#### SET TASKS:
(1) Rewrite the passage about the Beatles in Manila between "Across the universe, p.11" and "in the harbour.", inclusive, putting "boat" wherever "yacht" appears.
(2) Using the passage about the Beatles in Manila, decide whether each statement agrees with it. Answer yes or no for each, and quote the words from the passage that settle it.
(a) The yacht was anchored in the Manila harbour.
(b) Brian Epstein stayed with the Beatles in their cabin on the yacht.
(c) The Indian classical music they listened to came from a tape Paul had brought.

Across the universe, p.11
Across the Universe, page 11
They were first taken18 to the Philippine Navy headquarters where they held a perfunctory press conference, and then to a luxury yacht anchored out in the Manila harbour. The yacht was owned by a local industrialist, Don Manolo Elizalde, who had invited19 his close friends to party with the Beatles out in the harbour.
‘It was really humid, it was Mosquito City, and we were all sweating and frightened. For the first time ever in our Beatle existence, we were cut off from Neil, Mal and Brian Epstein. There was not one of them around, and not only that, we had a whole row of cops with guns lining the deck around this cabin that we were in on the boat. We were really gloomy, very brought down by the whole thing. We wished we hadn’t come here. We should have missed it out,’ rued George, looking back at their worst ever tour.20
As they waited, fretting in their cabin on the yacht, the Beatles tried to calm themselves listening to Indian classical music from a tape George had carried.

#### DATA ROWS:
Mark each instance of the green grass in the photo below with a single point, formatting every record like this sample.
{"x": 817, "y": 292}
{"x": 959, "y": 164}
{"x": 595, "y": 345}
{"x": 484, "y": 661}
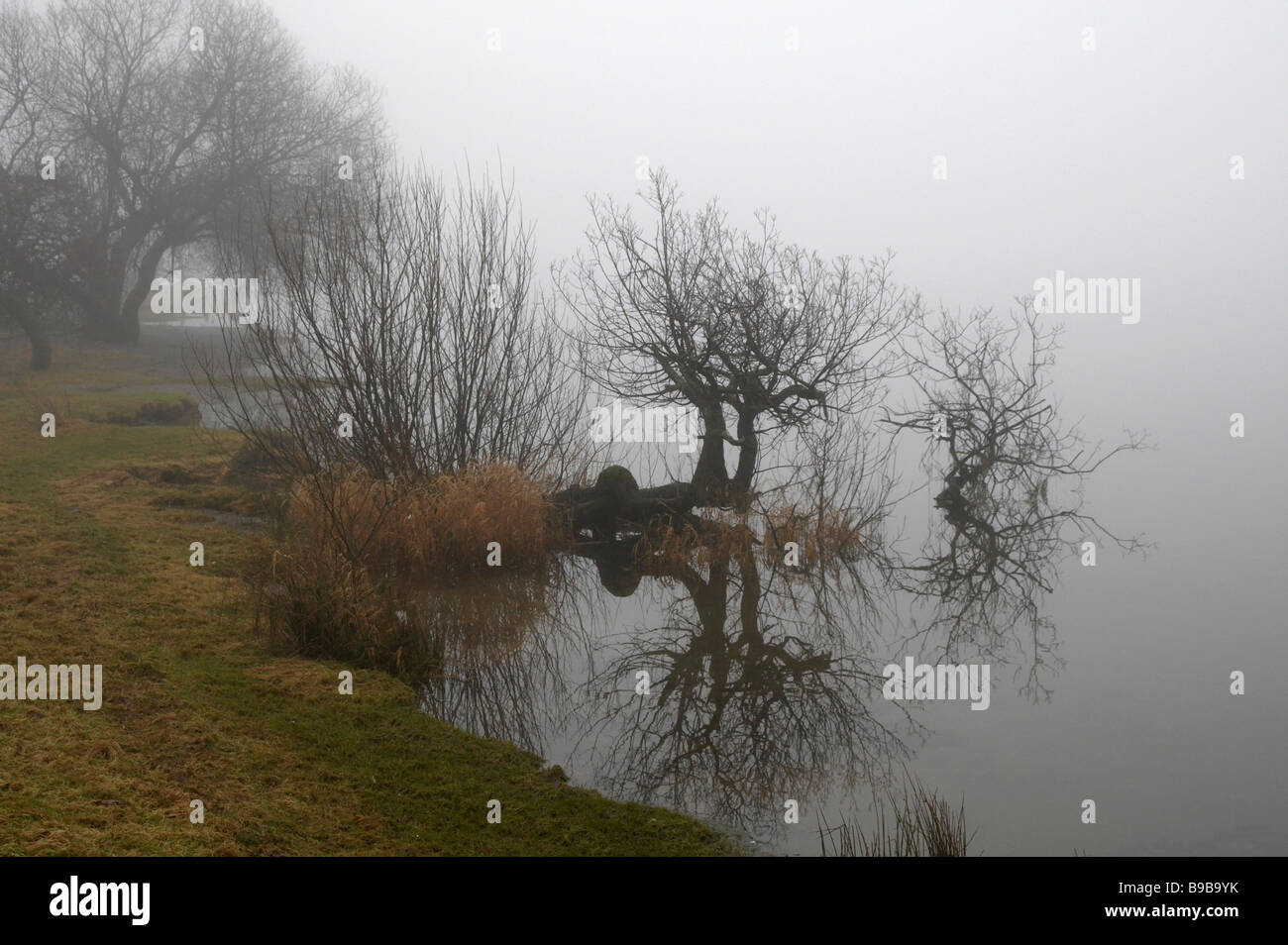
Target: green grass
{"x": 94, "y": 568}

#### FULL ANSWERS:
(1)
Across the universe, p.11
Across the Universe, page 11
They were first taken18 to the Philippine Navy headquarters where they held a perfunctory press conference, and then to a luxury boat anchored out in the Manila harbour. The boat was owned by a local industrialist, Don Manolo Elizalde, who had invited19 his close friends to party with the Beatles out in the harbour.

(2)
(a) Yes: "a luxury yacht anchored out in the Manila harbour"
(b) No: "we were cut off from Neil, Mal and Brian Epstein. There was not one of them around"
(c) No: "from a tape George had carried"